What is required — Whenever a line of the data below holds the string "shirt", copy that line.
** Opening Dataset excerpts block **
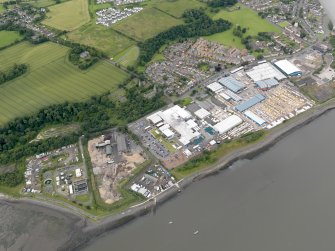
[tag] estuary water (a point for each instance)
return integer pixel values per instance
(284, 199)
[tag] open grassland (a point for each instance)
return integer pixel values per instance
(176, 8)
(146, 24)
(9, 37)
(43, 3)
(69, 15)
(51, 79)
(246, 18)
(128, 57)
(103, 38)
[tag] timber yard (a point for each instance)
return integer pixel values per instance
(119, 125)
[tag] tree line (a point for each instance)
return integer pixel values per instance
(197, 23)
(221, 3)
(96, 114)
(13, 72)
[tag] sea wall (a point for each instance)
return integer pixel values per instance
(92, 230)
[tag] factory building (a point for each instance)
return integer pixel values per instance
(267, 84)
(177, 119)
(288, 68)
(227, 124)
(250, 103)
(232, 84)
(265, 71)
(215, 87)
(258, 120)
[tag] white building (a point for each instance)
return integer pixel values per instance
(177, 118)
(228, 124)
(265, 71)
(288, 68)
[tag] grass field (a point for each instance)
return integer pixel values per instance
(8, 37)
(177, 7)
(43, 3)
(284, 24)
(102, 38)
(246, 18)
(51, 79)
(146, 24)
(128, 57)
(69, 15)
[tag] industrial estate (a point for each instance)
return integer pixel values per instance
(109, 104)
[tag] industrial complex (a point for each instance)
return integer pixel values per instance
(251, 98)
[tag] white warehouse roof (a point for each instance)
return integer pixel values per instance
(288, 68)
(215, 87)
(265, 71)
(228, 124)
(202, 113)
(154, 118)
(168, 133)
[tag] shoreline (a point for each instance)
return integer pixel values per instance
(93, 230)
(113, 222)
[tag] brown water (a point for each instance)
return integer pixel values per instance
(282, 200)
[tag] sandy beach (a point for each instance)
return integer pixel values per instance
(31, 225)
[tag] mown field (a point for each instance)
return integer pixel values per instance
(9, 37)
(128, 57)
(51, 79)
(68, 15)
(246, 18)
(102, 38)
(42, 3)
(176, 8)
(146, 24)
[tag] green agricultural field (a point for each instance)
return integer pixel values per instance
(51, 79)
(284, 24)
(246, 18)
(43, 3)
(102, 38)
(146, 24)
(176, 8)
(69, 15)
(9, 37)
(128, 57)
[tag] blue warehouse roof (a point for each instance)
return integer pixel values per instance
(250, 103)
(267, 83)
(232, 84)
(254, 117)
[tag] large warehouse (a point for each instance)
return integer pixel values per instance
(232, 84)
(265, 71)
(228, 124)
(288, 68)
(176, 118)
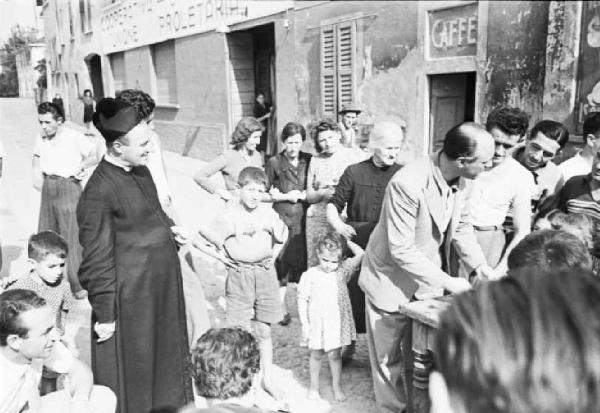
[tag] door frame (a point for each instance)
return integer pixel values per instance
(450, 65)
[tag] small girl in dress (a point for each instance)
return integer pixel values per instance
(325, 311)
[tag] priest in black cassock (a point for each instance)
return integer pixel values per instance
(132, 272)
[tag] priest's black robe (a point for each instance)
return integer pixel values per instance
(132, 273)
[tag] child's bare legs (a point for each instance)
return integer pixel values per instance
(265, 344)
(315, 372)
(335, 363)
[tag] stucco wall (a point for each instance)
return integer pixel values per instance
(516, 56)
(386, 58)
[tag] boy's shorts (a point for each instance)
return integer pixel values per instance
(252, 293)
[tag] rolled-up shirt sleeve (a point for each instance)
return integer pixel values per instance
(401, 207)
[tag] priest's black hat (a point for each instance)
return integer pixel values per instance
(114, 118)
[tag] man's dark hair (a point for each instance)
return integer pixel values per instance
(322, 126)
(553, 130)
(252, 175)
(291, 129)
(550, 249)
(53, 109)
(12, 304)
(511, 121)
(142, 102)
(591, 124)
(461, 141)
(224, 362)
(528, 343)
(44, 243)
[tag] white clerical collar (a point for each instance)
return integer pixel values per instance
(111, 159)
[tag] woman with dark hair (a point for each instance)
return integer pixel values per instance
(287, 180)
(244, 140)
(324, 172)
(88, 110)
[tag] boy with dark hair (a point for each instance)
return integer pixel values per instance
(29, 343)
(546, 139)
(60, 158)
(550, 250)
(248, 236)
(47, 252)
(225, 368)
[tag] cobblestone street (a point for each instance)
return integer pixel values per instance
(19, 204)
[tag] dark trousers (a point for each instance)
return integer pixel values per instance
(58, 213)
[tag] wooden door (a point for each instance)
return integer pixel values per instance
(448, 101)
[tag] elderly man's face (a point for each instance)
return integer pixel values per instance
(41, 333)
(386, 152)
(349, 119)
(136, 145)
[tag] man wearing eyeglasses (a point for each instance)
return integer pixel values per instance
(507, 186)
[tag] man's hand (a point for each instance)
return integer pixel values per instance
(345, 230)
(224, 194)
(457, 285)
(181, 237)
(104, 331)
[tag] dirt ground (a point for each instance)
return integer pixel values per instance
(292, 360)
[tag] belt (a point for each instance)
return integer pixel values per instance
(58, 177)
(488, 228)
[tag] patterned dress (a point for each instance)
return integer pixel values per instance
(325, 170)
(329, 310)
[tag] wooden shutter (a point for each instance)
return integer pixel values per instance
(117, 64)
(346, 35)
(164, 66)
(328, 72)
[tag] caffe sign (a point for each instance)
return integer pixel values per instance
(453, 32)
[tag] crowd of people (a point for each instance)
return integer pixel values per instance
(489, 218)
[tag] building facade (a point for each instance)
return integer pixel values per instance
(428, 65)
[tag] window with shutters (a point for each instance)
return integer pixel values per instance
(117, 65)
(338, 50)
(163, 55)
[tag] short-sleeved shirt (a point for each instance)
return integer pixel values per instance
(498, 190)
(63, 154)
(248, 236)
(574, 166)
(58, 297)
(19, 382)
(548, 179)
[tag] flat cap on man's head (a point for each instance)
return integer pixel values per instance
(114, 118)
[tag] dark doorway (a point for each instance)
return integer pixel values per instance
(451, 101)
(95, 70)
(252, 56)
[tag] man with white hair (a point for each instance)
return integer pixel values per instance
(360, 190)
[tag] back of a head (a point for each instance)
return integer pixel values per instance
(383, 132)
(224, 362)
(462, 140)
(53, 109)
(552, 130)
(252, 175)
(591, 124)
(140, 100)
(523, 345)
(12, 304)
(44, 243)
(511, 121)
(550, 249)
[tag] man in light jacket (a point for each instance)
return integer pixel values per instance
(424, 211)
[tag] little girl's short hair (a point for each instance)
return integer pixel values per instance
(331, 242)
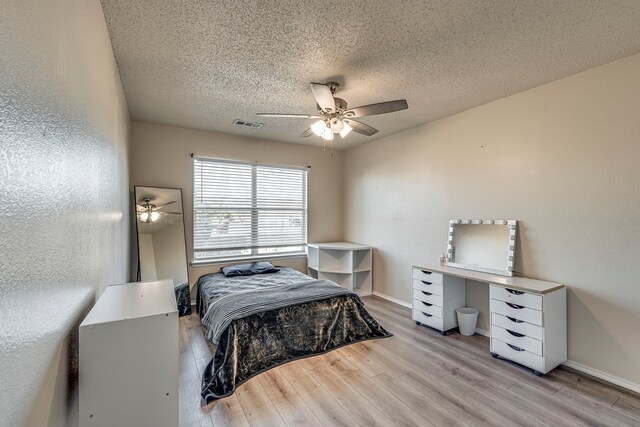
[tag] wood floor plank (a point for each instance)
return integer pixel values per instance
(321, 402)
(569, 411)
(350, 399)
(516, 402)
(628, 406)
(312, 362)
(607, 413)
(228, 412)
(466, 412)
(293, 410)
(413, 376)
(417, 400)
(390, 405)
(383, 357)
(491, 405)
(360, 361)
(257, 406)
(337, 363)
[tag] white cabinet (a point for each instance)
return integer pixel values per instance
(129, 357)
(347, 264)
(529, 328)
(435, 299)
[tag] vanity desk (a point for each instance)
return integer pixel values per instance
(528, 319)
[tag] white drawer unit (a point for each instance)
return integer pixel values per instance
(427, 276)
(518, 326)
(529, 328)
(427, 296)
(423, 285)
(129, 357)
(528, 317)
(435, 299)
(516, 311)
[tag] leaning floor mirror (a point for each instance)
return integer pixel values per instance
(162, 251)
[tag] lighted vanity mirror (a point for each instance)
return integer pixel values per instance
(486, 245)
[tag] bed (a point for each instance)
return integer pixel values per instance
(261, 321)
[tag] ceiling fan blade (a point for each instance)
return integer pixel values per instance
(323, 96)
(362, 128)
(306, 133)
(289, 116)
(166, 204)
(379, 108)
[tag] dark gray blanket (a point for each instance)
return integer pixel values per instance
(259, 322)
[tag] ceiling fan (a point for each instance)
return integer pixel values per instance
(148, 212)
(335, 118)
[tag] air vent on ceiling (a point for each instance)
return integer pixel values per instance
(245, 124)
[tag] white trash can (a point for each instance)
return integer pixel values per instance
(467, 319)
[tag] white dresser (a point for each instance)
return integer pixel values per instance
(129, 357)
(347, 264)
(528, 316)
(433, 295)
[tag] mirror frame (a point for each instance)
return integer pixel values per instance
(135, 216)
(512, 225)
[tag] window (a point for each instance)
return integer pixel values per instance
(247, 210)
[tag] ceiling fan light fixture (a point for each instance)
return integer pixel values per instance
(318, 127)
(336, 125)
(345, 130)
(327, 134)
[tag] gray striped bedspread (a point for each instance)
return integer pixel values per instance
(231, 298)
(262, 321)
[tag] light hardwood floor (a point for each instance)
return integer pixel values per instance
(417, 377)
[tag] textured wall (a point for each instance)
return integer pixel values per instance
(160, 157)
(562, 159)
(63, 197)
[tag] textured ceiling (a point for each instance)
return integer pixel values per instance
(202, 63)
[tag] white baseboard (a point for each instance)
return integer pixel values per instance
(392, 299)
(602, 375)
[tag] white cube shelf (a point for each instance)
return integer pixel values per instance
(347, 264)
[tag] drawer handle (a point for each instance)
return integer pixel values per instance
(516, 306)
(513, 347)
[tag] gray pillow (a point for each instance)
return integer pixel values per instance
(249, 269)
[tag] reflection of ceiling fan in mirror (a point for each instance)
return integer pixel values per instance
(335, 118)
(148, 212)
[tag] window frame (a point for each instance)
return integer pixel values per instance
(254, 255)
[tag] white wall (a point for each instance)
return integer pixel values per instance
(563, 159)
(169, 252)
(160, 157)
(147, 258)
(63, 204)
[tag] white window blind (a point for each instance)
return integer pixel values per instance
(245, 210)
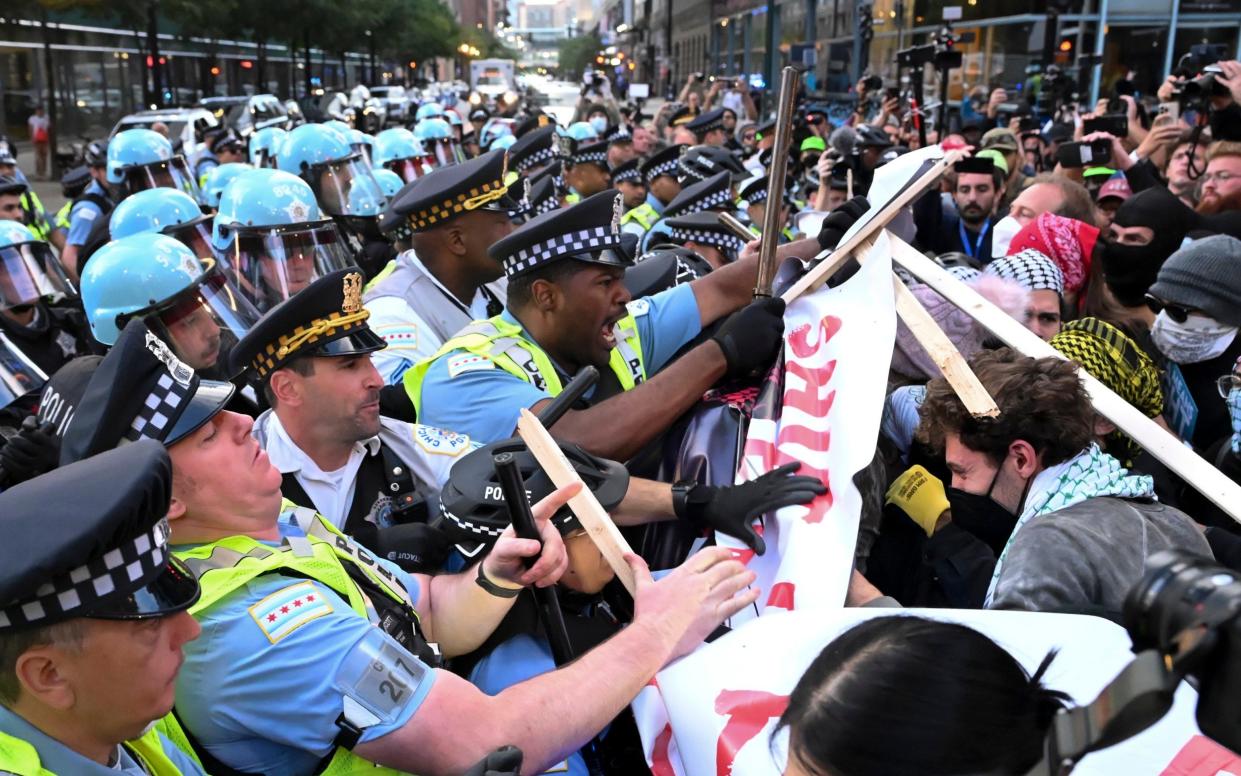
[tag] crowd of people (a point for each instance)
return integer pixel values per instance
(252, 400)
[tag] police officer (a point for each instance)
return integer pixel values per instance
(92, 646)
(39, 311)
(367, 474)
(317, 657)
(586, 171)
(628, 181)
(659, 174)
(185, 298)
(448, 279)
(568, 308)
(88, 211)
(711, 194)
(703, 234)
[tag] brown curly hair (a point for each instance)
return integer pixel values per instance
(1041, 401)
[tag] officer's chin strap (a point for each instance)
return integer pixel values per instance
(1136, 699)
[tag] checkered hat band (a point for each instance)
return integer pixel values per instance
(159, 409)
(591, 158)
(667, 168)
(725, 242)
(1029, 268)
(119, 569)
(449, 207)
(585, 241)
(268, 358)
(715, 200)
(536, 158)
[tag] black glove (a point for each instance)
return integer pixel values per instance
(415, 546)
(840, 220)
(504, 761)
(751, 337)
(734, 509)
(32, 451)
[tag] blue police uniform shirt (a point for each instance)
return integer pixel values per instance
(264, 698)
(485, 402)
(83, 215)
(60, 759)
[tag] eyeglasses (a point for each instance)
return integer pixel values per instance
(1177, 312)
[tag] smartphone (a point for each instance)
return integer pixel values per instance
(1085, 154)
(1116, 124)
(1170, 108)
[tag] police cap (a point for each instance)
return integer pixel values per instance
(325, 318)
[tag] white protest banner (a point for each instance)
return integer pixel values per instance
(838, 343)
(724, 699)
** Closing Dataset excerpts block **
Result of this exercise —
[tag] rolled-up shirt sleeve (a point for each instance)
[tag] short-sleeved shirt (a point for each instance)
[tag] blue police uniform shirt (a point for each instance)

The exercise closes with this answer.